Lay out every line of the records as a JSON list of strings, one string per line, leaving out blank lines and the pictures.

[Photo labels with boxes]
• • •
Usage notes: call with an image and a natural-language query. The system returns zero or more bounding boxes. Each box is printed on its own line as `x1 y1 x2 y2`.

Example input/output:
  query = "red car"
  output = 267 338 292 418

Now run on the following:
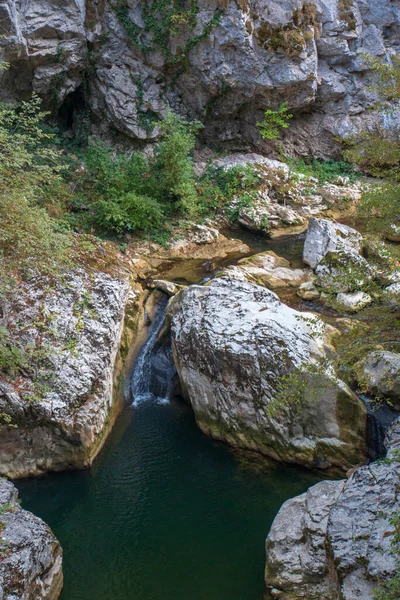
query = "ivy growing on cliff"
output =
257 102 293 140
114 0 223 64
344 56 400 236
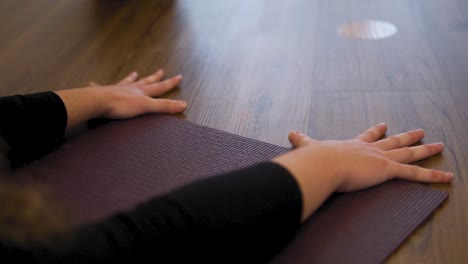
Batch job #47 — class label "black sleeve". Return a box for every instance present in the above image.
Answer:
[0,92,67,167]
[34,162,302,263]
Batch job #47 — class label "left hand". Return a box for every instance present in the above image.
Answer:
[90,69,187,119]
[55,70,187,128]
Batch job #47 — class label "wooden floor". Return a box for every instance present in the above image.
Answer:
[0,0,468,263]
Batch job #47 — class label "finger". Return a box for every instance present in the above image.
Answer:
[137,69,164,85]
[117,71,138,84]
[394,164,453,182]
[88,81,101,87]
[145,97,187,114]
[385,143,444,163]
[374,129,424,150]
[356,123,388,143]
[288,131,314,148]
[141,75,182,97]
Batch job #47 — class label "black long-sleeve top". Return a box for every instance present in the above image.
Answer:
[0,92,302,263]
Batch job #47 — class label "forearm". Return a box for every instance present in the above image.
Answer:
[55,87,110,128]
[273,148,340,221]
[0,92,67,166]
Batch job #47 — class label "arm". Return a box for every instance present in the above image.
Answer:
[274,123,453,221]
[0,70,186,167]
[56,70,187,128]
• • •
◆ Complete response
[
  "Usage notes: call with an image and a natural-language query. The system returns zero or more bounding boxes. Each box is printed on its own line as `x1 y1 x2 y2`.",
  "Example input/output:",
  "  query = \"red car\"",
  "  output = 267 338 292 418",
  "Now run on the following:",
  "query = \"ivy growing on cliff\"",
  "output =",
  "257 102 293 140",
  "114 0 223 64",
  "344 56 400 236",
  "Batch job #47 — class label \"black sleeve\". Return a box for every instance present in the above image.",
  "Answer:",
  "[0,92,67,167]",
  "[34,162,302,263]",
  "Batch job #47 — class label \"left hand\". Return a box for every instance present in the above image.",
  "Answer:",
  "[90,69,187,119]",
  "[55,70,187,128]",
  "Batch job #47 — class label \"wooden floor\". Return a box for every instance present in the above image.",
  "Answer:",
  "[0,0,468,263]",
  "Batch job #47 — class label \"finger\". Return a box for every instance present in the above image.",
  "Answer:",
  "[137,69,164,85]",
  "[117,71,138,84]",
  "[394,164,453,182]",
  "[88,81,101,87]",
  "[145,97,187,114]",
  "[385,143,444,163]",
  "[374,129,424,150]",
  "[356,123,388,143]",
  "[288,131,314,148]",
  "[141,75,182,97]",
  "Batch job #47 — class label \"black long-sleeve top\". Return a box for every instance present in the above image.",
  "Answer:",
  "[0,92,302,263]",
  "Batch job #47 — class label \"forearm\". Return a box for every instance present in the above image.",
  "Answer:",
  "[55,87,110,128]",
  "[273,148,340,221]",
  "[0,92,67,166]",
  "Batch job #47 — class label \"arm\". Return a box for every instance present in the above image.",
  "Answer:",
  "[274,123,453,221]",
  "[0,70,186,167]",
  "[56,70,187,128]"
]